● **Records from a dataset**
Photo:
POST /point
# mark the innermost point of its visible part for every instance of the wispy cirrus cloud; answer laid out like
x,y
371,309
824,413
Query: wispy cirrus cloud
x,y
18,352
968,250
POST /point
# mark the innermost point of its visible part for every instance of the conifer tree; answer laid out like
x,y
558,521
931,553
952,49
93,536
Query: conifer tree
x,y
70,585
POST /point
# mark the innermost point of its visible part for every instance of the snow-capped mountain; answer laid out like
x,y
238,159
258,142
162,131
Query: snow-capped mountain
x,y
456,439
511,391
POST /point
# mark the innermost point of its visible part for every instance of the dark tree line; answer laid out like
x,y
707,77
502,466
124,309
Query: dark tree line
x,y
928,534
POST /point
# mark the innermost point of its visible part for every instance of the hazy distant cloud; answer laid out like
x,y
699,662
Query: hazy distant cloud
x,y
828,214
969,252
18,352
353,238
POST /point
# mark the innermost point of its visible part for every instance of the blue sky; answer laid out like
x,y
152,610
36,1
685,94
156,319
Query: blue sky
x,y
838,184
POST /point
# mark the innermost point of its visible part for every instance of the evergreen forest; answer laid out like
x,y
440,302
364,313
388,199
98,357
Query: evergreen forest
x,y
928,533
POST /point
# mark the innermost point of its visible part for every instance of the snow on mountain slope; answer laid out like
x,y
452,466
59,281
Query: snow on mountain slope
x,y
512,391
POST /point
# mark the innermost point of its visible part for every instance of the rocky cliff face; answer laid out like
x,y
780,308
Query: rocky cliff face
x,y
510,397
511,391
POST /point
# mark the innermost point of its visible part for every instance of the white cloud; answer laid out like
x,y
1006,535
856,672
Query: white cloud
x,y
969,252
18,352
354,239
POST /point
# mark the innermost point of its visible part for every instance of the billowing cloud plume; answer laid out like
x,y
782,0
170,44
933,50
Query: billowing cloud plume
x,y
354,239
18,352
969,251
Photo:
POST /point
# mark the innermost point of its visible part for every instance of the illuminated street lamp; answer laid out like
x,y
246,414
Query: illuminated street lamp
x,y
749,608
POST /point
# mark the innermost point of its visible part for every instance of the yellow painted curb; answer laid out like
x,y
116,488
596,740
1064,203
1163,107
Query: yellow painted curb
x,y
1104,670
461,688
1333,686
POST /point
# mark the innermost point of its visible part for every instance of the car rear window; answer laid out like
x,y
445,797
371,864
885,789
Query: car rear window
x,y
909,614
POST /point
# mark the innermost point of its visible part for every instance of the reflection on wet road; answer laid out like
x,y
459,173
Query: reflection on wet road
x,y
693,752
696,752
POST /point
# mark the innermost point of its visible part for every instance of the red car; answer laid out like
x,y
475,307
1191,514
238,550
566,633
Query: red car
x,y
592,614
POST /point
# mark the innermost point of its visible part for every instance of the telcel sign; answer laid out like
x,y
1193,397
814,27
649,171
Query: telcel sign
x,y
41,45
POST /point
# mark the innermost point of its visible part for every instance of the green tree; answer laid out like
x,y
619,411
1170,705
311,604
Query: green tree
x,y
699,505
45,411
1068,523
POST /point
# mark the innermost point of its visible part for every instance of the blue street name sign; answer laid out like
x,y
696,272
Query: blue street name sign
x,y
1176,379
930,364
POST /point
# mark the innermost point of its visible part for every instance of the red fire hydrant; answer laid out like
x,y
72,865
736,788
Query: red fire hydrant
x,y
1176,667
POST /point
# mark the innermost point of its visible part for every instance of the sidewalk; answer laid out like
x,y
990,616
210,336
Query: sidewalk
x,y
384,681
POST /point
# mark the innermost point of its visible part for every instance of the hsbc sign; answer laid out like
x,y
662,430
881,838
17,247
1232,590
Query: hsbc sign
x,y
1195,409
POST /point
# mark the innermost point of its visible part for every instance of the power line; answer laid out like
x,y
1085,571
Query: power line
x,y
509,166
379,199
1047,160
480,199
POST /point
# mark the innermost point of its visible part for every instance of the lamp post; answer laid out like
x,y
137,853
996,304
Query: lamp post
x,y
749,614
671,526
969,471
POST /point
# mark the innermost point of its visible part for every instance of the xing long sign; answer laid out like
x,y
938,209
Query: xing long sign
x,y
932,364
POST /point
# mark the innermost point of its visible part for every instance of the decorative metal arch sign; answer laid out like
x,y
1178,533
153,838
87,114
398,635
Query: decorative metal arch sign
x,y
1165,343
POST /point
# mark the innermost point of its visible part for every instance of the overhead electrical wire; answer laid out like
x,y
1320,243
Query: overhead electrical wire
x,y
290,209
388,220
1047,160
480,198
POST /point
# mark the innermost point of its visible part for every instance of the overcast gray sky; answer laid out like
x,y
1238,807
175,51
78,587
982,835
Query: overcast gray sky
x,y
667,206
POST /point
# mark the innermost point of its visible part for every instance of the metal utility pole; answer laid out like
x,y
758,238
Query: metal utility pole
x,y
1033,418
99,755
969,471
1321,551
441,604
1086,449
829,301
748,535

● **What to produce**
Please report every line above that contains the word "hydrant", copying each one in full.

● **Output below**
# mark the innermost point of its visible part for every instance of the red fire hydrant; answer laid out like
Query: red fire hydrant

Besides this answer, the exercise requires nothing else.